■ Text block ■
<<<<
Land-rent, water-power, timber, fuel and raw material for cotton manufacturing are all much cheaper in Georgia than in New-England. Provisions are somewhat higher: slave-labor can only be profitably applied to cotton culture and corn—breadstuffs and meat are heavily imported—but free labor in the Cherokee district will soon change this. The only other item of importance in estimating the cost of manufacturing must be the cost of labor; which includes, of course, the efficiency of the laborers. By the census, it appears that the average wages of the female operatives in the Georgia cotton factories was, in 1850, $7.39 a month; in Massachusetts, $14.57 a month. Negroes were worth $180 a year, and found in clothes, food and medical attendance by the hirer, to work on Railroads, where I was in Georgia. This summer a Georgia planter sent to New-York for Irish laborers to work on his plantation (being able to hire them, at $10 a month, and found in food only, losing their own time [201
] when ill)—a very significant fact. New-England factory girls have been induced to go to Georgia to work in newly-established cotton factories, by the offer of higher wages, but have found their position so unpleasant, owing to the general degradation of the laboring class produced by Slavery, as very soon to force them to return.
>>>>
■ Dataset excerpt ■
<<<<
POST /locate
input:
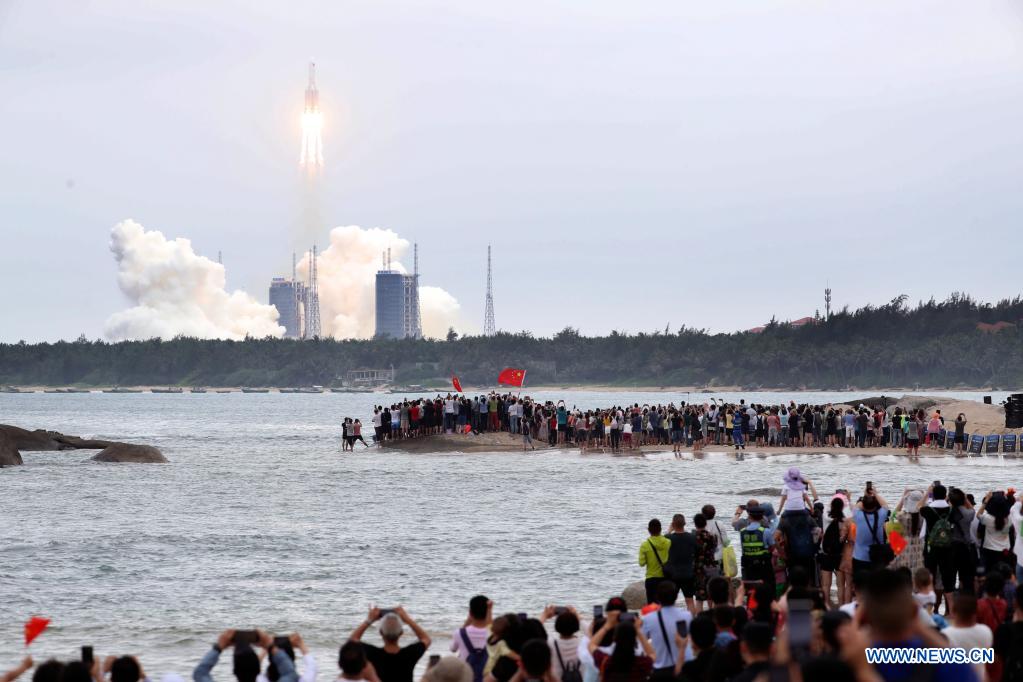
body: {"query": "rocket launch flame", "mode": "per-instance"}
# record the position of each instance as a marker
>>>>
■ Task statement ■
Answer these questions from the text on cotton manufacturing costs in Georgia:
1. What was the average monthly wage of female operatives in Georgia cotton factories in 1850?
2. What monthly wage could the Georgia planter pay the Irish laborers he sent to New-York for?
3. Why did the New-England factory girls who went to work in Georgia soon return?

■ Your solution ■
1. $7.39 a month.
2. $10 a month, with food provided.
3. They found their position unpleasant because Slavery had degraded the laboring class in general.